_What you should do_
In the lesson on sampling below, what term is given to the sum total of all the taxi drivers in Nairobi?
*** Page extract
# LESSON 2: ORGANIZING DATA

X.X Sampling

I have thrown this topic here because I am not very sure where it fits. So what is sampling?

Imagine we want to study the effect of the introduction of new parking rates on the taxi business in Nairobi. We may want to know if it has negatively impacted the business or not. So we decide to interview taxi drivers or taxi owners to get their views on the matter.

There we encounter problem number 1; it may not be feasible to interview ALL taxi drivers to get their views, either because we do not have the time or the money or both. The sum total of all the taxi drivers in Nairobi is called the population.

A population is any entire collection of people, animals, plants or things from which we may collect data. It is the entire group we are interested in, which we wish to describe or draw conclusions about.

Obviously, it would be better if we had the views of all taxi drivers in Nairobi in our study. That way we would be extremely confident with our findings. Alas, that is not possible and, therefore, we have to select a smaller group of taxi drivers whose views we will collect. This smaller group we have chosen is what is known as a sample.

A sample is a group selected from a larger group (population). By studying the sample it is hoped to draw valid conclusions about the larger group.
******
*** Given data
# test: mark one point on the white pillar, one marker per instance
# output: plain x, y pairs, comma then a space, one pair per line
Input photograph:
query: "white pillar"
******
_Completed task_
The population.